### What is expected
Output every entry exactly as it appears.
○ ○ ○ ○ ○ ○ ○
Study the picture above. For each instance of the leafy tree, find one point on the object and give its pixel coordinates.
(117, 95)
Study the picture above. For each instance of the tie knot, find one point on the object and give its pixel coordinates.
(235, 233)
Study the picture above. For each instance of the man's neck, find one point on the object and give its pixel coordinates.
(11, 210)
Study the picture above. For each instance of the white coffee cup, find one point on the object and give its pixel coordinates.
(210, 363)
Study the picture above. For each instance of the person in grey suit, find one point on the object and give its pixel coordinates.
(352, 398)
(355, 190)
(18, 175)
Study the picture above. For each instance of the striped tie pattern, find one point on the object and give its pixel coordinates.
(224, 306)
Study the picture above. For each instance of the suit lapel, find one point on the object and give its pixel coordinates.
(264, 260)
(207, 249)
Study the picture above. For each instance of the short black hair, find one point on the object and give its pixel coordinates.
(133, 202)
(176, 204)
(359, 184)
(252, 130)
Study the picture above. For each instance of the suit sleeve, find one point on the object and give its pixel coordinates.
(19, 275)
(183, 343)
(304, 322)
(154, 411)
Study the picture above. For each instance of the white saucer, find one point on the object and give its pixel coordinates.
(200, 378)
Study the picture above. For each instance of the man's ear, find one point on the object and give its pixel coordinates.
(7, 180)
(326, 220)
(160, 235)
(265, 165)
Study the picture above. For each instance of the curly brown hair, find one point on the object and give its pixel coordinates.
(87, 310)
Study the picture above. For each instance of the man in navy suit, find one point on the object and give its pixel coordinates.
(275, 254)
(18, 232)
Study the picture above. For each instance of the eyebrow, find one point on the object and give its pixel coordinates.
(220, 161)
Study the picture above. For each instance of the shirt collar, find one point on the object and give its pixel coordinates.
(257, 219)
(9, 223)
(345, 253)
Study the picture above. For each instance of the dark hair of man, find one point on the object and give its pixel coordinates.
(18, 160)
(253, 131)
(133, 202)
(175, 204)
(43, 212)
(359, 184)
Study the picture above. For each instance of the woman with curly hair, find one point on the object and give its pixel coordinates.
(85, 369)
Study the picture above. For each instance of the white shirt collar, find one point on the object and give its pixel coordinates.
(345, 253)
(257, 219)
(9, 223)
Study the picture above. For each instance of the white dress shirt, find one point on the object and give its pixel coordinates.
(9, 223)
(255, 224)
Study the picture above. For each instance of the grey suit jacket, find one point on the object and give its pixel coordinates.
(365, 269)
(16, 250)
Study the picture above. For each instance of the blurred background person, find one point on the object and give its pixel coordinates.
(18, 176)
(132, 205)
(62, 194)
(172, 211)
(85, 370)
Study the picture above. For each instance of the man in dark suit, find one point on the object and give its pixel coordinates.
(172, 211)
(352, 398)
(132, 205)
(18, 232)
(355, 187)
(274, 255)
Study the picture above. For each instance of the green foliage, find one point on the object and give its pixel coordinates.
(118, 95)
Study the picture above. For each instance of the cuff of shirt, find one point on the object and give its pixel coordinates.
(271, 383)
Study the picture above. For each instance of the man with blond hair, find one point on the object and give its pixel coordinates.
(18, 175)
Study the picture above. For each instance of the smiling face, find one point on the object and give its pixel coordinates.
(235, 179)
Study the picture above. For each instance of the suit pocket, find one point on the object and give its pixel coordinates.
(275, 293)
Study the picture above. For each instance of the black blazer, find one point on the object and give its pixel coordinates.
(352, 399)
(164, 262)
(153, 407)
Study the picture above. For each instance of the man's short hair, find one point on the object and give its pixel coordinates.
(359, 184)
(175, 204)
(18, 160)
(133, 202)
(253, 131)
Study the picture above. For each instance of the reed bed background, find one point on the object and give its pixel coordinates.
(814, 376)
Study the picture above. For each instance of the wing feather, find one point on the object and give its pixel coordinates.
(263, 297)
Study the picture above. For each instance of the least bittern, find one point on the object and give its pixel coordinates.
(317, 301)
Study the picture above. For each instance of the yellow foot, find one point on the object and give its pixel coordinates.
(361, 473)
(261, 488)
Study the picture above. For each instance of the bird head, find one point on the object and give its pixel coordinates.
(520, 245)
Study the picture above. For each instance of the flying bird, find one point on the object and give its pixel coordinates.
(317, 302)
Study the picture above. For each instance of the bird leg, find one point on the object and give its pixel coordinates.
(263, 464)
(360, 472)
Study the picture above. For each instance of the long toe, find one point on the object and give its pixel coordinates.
○ ○ ○ ○ ○ ○ ○
### Response
Study the picture above. For each instance of the leafy tree, find one point on the object and give its pixel coordinates.
(117, 95)
Study the picture above. For each instance of the tie knot, find one point on the object and give its pixel coordinates.
(235, 233)
Study the picture above. For each instance of the man's neck, find one point on the object and give its pixel coordinates.
(11, 210)
Study the picture above. For each instance of the white coffee cup, find one point on the object and give its pixel coordinates.
(210, 363)
Study the picture above. For each instance of the person in grey suit, find one point on the object and give its pixel coordinates.
(352, 398)
(355, 190)
(18, 175)
Study the picture above. For each instance of the striped tie pattern, find one point on the object and give its pixel coordinates.
(224, 306)
Study the picture above. For each instance of the suit lapel, find one point on the object and give its pixel coordinates.
(264, 260)
(207, 249)
Study the picture above. For each instance of the short black hair, find one point on the object and give its pixel coordinates.
(133, 202)
(176, 204)
(359, 184)
(252, 130)
Study the picture above. For each instance of the suit sleeve, find one point on the object and give its pixel coordinates.
(19, 275)
(183, 343)
(304, 322)
(154, 411)
Study the picture above. For each instance of the white saucer, find one point on the object and give its pixel coordinates.
(200, 378)
Study the picture above. For each instance of the man's ear, find one point on the object and give its pixel coordinates.
(7, 180)
(326, 220)
(160, 235)
(265, 165)
Study the picture above. For each instance of the curly brown hair, find one point on the object and give its pixel coordinates.
(87, 310)
Study the picture above. For each instance of the man in navy suit, find one point on the object and give its pixel coordinates.
(275, 254)
(18, 232)
Study the picture above. For each instance of the eyebrow, find one point on the object and give its pixel coordinates.
(220, 161)
Study the picture above. For each instance of the shirt collar, find one point on the object and give its pixel coordinates.
(257, 219)
(9, 223)
(345, 253)
Study the picture above. For each instance of the dark hair of man, find one point on the object and give its pixel coordinates.
(18, 160)
(253, 131)
(133, 202)
(175, 204)
(43, 212)
(359, 184)
Study the picture above. For each instance of the woman with curly hair, find one point on the object and give its pixel coordinates.
(85, 369)
Study the picture above. For each instance of the white shirt collar, find one point on the object and give its pixel coordinates.
(345, 253)
(257, 219)
(9, 223)
Study the picture above. For each instance of the white dress shirt, find one point on the object and give its pixel coordinates.
(9, 223)
(255, 224)
Study the picture above. For each instance of the grey suit jacket, find one point on the object and give its pixel coordinates.
(365, 269)
(16, 250)
Study the picture above. For each instance of the blurred background person, find one point on the object and give its pixel coordinates.
(18, 176)
(132, 205)
(62, 194)
(172, 211)
(85, 370)
Study the picture above. For each instance of the man in dark suit, find one point on the object and give its pixel coordinates.
(172, 211)
(352, 398)
(132, 205)
(18, 232)
(355, 187)
(274, 255)
Study the picture above. For each instance of the green foliage, find one point on the object and give its pixel coordinates.
(118, 95)
Study the picture above. For each instance of the cuff of shirt, find one point on the object and give its pixel coordinates.
(271, 383)
Study the picture above. For each instance of the man with blond hair, find one point on the object and give its pixel coordinates.
(18, 175)
Study the picture above. For each instance of the smiling face, find one point on the object and give its pixel coordinates.
(235, 179)
Study the picture above. For each instance of the suit pocket, find one point on the object and give its pixel coordinates.
(275, 293)
Study the picture above. For each instance of the black blazer, find one point on the object and give its pixel coordinates.
(352, 399)
(164, 262)
(153, 407)
Study the picture above. For each instance of the man's short hair, find one point on the object and give its pixel coordinates.
(359, 184)
(175, 204)
(18, 160)
(133, 202)
(253, 131)
Study the picture above. For each instance of the reed bed background, find one point on the object and give its pixel coordinates.
(814, 376)
Study the picture above. For each instance of the wing feather, find one point on the object and give its pixel coordinates.
(263, 297)
Study the picture above. For each instance of the least bittern, find one point on the object and give its pixel coordinates.
(317, 301)
Study the picture above. For each instance of the yellow foot, find one point on the object and give its pixel coordinates.
(361, 473)
(261, 488)
Study the picture above. For each instance of the bird head, find one point on the object and give its pixel coordinates.
(520, 245)
Study the picture above. For each instance of the flying bird, find one point on the object and give its pixel coordinates.
(317, 302)
Study the picture above. For each instance of the bird leg, find one point on the object and give its pixel coordinates.
(263, 464)
(360, 472)
Study the picture above. For each instance of the long toe, find one point on the object and give its pixel coordinates.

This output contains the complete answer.